▸ **Exercise details**: Whatever appears in the records should be given again exactly, down to the last mark.

Natural-language object grounding data:
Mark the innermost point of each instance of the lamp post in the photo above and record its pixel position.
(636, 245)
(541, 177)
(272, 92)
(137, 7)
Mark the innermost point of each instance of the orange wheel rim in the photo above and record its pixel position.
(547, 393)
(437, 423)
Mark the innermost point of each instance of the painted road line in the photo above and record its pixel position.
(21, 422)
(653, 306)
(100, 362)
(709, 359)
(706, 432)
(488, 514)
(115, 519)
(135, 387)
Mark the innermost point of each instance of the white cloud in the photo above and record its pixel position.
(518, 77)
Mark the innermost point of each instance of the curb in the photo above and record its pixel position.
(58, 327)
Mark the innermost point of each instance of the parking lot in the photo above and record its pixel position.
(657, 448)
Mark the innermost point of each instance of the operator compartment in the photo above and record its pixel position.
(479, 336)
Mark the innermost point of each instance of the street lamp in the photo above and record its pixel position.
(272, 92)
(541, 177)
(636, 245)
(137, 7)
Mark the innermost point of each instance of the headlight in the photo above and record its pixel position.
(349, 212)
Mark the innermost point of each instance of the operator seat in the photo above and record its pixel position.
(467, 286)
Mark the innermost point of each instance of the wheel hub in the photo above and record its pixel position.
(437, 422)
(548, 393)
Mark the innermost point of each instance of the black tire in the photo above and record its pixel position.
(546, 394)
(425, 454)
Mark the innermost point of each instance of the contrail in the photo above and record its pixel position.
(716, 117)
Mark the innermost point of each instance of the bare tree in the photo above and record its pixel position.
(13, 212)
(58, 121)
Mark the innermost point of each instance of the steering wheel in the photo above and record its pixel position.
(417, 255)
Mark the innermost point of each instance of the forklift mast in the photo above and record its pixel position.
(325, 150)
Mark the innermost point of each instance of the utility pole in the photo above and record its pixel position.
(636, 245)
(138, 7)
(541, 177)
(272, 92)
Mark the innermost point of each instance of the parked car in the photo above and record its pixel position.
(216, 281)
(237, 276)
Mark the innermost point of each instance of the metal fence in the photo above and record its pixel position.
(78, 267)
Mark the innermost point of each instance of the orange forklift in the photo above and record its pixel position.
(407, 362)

▸ **Written answer**:
Mark the innermost point of each instance of the lamp post in the photo above and record its pixel position.
(636, 245)
(541, 177)
(272, 92)
(137, 7)
Mark the innermost point of each instance of the orange wheel rim in the photo above and record its pixel position.
(547, 393)
(437, 423)
Mark the innermost point of each instance of the painted road line in the photo above and record its pixel position.
(21, 422)
(653, 306)
(100, 362)
(709, 359)
(706, 432)
(488, 514)
(115, 519)
(135, 387)
Mark the innermost point of each instance of the white cloud in the photo above and record its pixel position.
(518, 77)
Mark the innermost point of each instance of the curb in the photo above and record its pixel position.
(58, 327)
Mark the innermost point of each instance of the parking lot in the photo above and record its pixel position.
(657, 448)
Mark the innermost point of each instance of the operator compartment in the photo above and record its pixel position.
(479, 336)
Mark the innermost point of each instance of the street lamp in the photo above and record its pixel position.
(272, 92)
(541, 177)
(636, 245)
(137, 7)
Mark the innermost point of each instance of the headlight in the photo above and record its pixel position.
(349, 212)
Mark the innermost point of each instance of the operator seat in the photo above and record its pixel position.
(467, 286)
Mark the innermost point of each instance of the wheel hub in the photo above and record its pixel position.
(437, 422)
(548, 393)
Mark the innermost point of each instance of the black tire in the photo above and record its pixel position.
(546, 394)
(425, 454)
Mark the innermost point of each instance of the contrail in the photo above and record its pixel position.
(716, 117)
Mark the innermost point of each instance of the bare tree in the photo above and record its pixel position.
(13, 212)
(58, 121)
Mark the innermost point of each instance of the steering wheel in the photo above and record its pixel position.
(417, 255)
Mark the innermost point of each instance of the forklift mast in the photo above and record its pixel position.
(325, 150)
Mark the innermost point of each instance of the utility pole in the photo above and record its pixel position.
(636, 245)
(138, 7)
(541, 177)
(272, 92)
Mark the innermost point of each instance of the parked car in the photo above and record its pixel position.
(216, 281)
(237, 276)
Mark the innermost point of each instance of the metal fence in the photo above and record its pixel position.
(78, 267)
Mark the innermost point of each instance of the orange forklift in the photo above and record its pixel position.
(407, 362)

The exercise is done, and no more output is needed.